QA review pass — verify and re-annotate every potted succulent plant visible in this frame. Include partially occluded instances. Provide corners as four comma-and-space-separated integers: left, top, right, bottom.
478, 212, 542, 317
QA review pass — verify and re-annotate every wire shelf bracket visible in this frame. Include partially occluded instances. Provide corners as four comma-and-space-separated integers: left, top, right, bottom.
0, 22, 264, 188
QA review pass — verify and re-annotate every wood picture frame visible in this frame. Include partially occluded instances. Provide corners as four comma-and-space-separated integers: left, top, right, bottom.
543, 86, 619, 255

▶ [Instruction]: Update the material so that every "partially occluded" reads "partly hidden", with nothing else changed.

▶ [Response]:
QA review pass — verify and re-annotate every potted succulent plant visible in this frame. Include partly hidden instances. Provide corners as four comma-and-space-separated integers: left, top, right, bottom.
478, 212, 542, 317
QA review pass — verify and re-annotate every wire shelf bracket visible in this frame. Include partly hidden instances. Provide corners as four comma-and-space-separated integers: left, top, right, bottom.
0, 22, 264, 188
QA review pass — verify and re-annotate every wood picture frame visible in this frame. Include partly hidden instances. Provide corners as four comma-and-space-separated integers: left, top, right, bottom.
543, 86, 619, 255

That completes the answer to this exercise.